**DATA LINES**
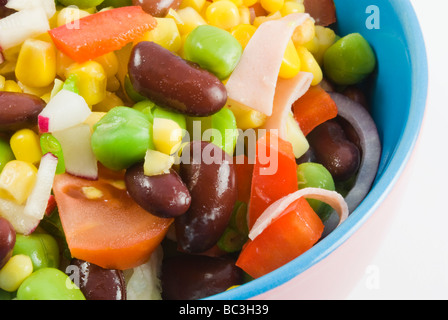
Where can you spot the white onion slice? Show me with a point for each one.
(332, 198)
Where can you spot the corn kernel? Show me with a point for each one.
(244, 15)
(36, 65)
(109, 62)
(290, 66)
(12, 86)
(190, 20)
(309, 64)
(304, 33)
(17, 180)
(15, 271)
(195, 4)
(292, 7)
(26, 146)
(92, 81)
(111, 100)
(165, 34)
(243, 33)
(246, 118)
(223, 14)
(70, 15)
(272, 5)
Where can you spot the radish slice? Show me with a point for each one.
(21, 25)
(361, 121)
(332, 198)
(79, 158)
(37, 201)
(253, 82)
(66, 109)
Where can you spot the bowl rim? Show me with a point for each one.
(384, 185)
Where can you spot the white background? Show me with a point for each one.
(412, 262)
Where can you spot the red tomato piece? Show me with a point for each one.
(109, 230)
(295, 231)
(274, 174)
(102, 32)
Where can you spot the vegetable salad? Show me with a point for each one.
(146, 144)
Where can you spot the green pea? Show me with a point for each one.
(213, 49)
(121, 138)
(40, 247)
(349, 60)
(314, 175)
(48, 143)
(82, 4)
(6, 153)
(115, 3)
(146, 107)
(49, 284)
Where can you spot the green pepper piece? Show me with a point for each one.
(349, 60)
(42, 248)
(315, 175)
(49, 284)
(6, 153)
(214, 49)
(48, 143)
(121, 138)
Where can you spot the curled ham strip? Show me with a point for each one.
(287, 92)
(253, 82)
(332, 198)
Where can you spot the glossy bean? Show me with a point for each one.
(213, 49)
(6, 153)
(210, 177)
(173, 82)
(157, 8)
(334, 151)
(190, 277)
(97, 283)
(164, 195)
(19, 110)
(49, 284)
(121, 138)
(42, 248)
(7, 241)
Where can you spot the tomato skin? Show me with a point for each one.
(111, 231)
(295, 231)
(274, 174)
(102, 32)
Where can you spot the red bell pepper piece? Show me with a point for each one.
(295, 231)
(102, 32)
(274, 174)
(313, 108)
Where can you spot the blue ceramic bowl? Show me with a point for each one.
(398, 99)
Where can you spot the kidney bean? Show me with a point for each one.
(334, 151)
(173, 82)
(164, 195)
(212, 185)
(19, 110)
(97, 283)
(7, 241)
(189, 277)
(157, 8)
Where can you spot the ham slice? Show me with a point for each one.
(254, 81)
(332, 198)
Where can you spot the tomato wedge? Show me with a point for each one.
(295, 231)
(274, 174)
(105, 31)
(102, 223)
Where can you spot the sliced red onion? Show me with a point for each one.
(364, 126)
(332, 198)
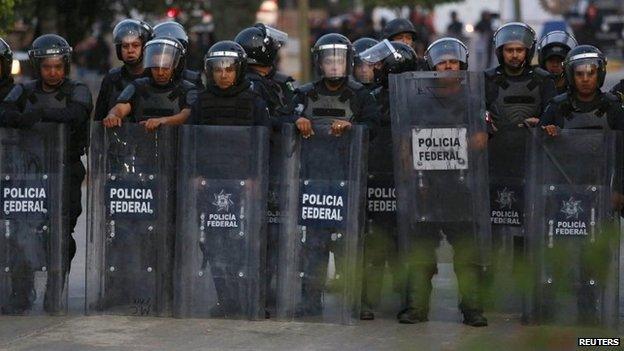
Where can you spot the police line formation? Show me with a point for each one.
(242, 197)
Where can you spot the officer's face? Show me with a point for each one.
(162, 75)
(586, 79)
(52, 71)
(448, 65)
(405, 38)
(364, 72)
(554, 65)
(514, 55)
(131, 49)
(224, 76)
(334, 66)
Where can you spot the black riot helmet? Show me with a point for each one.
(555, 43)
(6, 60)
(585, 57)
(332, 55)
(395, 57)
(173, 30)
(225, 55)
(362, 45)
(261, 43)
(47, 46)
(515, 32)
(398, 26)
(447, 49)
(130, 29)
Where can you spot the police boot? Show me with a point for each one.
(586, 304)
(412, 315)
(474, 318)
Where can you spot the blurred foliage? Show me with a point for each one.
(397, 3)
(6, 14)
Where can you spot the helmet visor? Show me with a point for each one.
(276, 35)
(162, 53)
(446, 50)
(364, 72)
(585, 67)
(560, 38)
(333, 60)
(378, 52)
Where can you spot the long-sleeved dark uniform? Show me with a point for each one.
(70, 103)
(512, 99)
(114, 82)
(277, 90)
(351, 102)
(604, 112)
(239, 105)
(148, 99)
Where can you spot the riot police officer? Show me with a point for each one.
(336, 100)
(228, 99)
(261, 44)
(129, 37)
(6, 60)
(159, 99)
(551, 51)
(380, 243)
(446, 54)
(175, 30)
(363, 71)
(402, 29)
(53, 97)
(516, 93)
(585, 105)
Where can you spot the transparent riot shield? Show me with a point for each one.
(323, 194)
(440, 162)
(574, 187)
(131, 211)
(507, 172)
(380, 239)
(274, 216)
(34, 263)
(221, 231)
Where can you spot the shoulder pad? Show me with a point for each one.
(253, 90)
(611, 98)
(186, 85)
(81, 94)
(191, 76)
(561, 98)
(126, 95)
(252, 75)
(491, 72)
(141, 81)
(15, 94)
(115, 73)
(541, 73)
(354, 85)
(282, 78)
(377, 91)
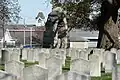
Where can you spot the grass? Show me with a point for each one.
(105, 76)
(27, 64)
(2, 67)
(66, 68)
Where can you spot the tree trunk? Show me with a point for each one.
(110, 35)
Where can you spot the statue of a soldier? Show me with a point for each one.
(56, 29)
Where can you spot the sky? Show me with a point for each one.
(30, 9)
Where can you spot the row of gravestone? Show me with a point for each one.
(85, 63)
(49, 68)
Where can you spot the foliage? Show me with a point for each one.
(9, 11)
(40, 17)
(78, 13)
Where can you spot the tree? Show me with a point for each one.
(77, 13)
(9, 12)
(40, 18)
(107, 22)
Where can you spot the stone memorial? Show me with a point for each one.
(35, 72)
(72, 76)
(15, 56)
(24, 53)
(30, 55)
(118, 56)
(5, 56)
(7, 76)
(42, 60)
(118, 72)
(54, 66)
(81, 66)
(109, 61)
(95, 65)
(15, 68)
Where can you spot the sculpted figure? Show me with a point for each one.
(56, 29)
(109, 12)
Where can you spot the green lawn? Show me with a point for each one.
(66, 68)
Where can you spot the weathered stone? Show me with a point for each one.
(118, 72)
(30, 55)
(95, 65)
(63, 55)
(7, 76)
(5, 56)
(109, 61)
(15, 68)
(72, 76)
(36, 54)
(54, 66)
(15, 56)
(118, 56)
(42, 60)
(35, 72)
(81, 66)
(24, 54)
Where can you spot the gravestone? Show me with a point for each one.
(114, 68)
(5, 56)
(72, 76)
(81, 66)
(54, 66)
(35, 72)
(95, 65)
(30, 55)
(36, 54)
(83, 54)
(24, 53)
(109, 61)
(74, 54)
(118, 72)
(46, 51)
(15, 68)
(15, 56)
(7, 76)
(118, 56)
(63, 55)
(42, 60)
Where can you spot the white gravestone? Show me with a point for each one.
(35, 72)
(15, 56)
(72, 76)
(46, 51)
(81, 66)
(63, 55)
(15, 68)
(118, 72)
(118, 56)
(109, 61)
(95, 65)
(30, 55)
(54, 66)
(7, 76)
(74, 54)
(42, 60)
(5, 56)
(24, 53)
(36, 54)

**WORK INSTRUCTIONS**
What you return should match the records above word for word, minus the pictures.

**SOLUTION TO THE PROBLEM**
Where can you spot the white onion slice? Show me with a point for each one.
(332, 198)
Where can you spot the corn kernel? Show me with a point for each one.
(244, 15)
(36, 65)
(109, 62)
(290, 66)
(12, 86)
(190, 20)
(309, 64)
(304, 33)
(17, 180)
(15, 271)
(195, 4)
(292, 7)
(26, 146)
(92, 81)
(111, 100)
(165, 34)
(243, 33)
(246, 118)
(223, 14)
(70, 15)
(272, 5)
Where can you spot the radish slice? Show me with a point for each one.
(21, 25)
(361, 121)
(332, 198)
(79, 158)
(37, 201)
(253, 82)
(66, 109)
Where can you spot the bowl rim? Show me with a point for each one.
(384, 185)
Where can you spot the white background? Show me with a point for each one.
(412, 262)
Where can you spot the red tomato piece? Show me with a point for each one.
(109, 230)
(295, 231)
(274, 174)
(102, 32)
Where can you spot the vegetable salad? Show me with a point for each one.
(146, 144)
Where can you spot the green pea? Show me with a point for each one.
(213, 49)
(121, 138)
(40, 247)
(349, 60)
(314, 175)
(48, 143)
(82, 4)
(6, 153)
(115, 3)
(146, 107)
(49, 284)
Where can you spot the green pepper piece? Show me with a point for each one.
(349, 60)
(42, 248)
(315, 175)
(49, 284)
(6, 153)
(214, 49)
(48, 143)
(121, 138)
Where can you spot the curled ham strip? Show me with a point for each one.
(287, 92)
(253, 82)
(332, 198)
Where can you spot the glossy bean? Show me with a point for each one.
(213, 49)
(6, 153)
(210, 177)
(173, 82)
(157, 8)
(334, 151)
(190, 277)
(97, 283)
(164, 195)
(19, 110)
(49, 284)
(121, 138)
(42, 248)
(7, 241)
Where can you spot the tomato skin? Show me with a point for each one.
(111, 231)
(295, 231)
(274, 174)
(102, 32)
Where can you spot the red bell pepper piece? Show me with a point for each one.
(295, 231)
(102, 32)
(274, 174)
(313, 108)
Where can you spot the blue ceramic bowl? Show me with a point for each one.
(398, 99)
Where can you spot the kidney bean? Show me with a point for each one.
(334, 151)
(173, 82)
(164, 195)
(212, 185)
(19, 110)
(97, 283)
(7, 241)
(189, 277)
(157, 8)
Where can you spot the ham slice? Show me with a point for each one.
(254, 81)
(332, 198)
Where can you spot the tomato wedge? Show me with a point for each one.
(295, 231)
(274, 174)
(105, 31)
(102, 223)
Where can you spot the sliced red onion? Show me with a point for each one.
(364, 126)
(332, 198)
Where can you spot the police line formation? Show me with a point for each one.
(242, 197)
Where can you spot the officer's face? Show me with a point for each one.
(162, 75)
(586, 79)
(52, 71)
(448, 65)
(405, 38)
(364, 72)
(554, 65)
(514, 55)
(131, 49)
(224, 76)
(334, 66)
Where can you spot the black riot helmet? Show me with a point for each one.
(555, 43)
(6, 60)
(585, 57)
(332, 55)
(395, 57)
(173, 30)
(225, 55)
(362, 45)
(261, 43)
(47, 46)
(515, 32)
(398, 26)
(447, 49)
(130, 29)
Where can you spot the police boot? Show me with a point for each one.
(586, 304)
(412, 315)
(474, 318)
Where can you spot the blurred foliage? Show me with a point for each one.
(397, 3)
(6, 14)
Where can you spot the helmet visor? Show me with a point for each one.
(276, 35)
(162, 53)
(446, 50)
(364, 72)
(585, 67)
(560, 38)
(333, 60)
(378, 52)
Where can you spot the long-sleeved dark uniform? Show me with a point for each one.
(70, 103)
(512, 99)
(114, 82)
(277, 90)
(351, 102)
(604, 112)
(239, 105)
(148, 99)
Where can you spot the riot police officer? Show me with a point for each one.
(336, 100)
(228, 99)
(261, 44)
(129, 37)
(6, 60)
(159, 99)
(551, 51)
(380, 243)
(446, 54)
(175, 30)
(363, 71)
(402, 29)
(53, 97)
(516, 93)
(585, 105)
Where can you spot the transparent riot shield? Show me with a point for each one.
(323, 194)
(440, 162)
(574, 187)
(131, 211)
(507, 172)
(380, 239)
(274, 216)
(34, 263)
(221, 231)
Where can you spot the shoulder pad? Show me with a point for each one.
(253, 90)
(611, 98)
(186, 85)
(81, 94)
(191, 76)
(561, 98)
(126, 95)
(252, 75)
(491, 72)
(141, 81)
(15, 94)
(115, 73)
(541, 73)
(354, 85)
(282, 78)
(377, 91)
Where can you spot the grass? Show me with a point for each one.
(105, 76)
(27, 64)
(2, 67)
(66, 68)
Where can you spot the tree trunk? Show me with a point for each one.
(110, 35)
Where can you spot the statue of a soldier? Show me with a point for each one.
(56, 29)
Where can you spot the sky? Show me with a point for each one.
(30, 9)
Where can you spot the row of gravestone? Show me with a point for each one.
(85, 63)
(49, 68)
Where can you spot the foliage? Show me with a point for each one.
(9, 11)
(40, 17)
(78, 13)
Where can you spot the tree? Show me with a point for each one.
(77, 13)
(9, 12)
(40, 18)
(107, 22)
Where can you spot the stone memorial? Show me with a point for each one.
(35, 72)
(72, 76)
(15, 56)
(24, 53)
(30, 55)
(118, 56)
(5, 56)
(7, 76)
(42, 60)
(118, 72)
(54, 66)
(81, 66)
(109, 61)
(95, 65)
(15, 68)
Where can you spot the sculpted figure? Show me with a point for each one.
(56, 29)
(109, 12)
Where can you spot the green lawn? Show me with a point for each one.
(66, 68)
Where can you spot the weathered stone? Show me with a point for each one.
(118, 72)
(30, 55)
(95, 65)
(63, 55)
(7, 76)
(5, 56)
(109, 61)
(15, 68)
(72, 76)
(36, 54)
(54, 66)
(15, 56)
(118, 56)
(42, 60)
(35, 72)
(81, 66)
(24, 54)
Where can you spot the gravestone? Show me with a point for each one.
(114, 68)
(5, 56)
(72, 76)
(81, 66)
(54, 66)
(35, 72)
(95, 65)
(30, 55)
(36, 54)
(83, 54)
(24, 53)
(109, 61)
(74, 54)
(118, 72)
(46, 51)
(15, 68)
(15, 56)
(7, 76)
(118, 56)
(63, 55)
(42, 60)
Where can you spot the white gravestone? Show me with a point for each one.
(35, 72)
(15, 56)
(72, 76)
(46, 51)
(81, 66)
(63, 55)
(15, 68)
(118, 72)
(118, 56)
(109, 61)
(95, 65)
(30, 55)
(54, 66)
(7, 76)
(74, 54)
(42, 60)
(5, 56)
(24, 53)
(36, 54)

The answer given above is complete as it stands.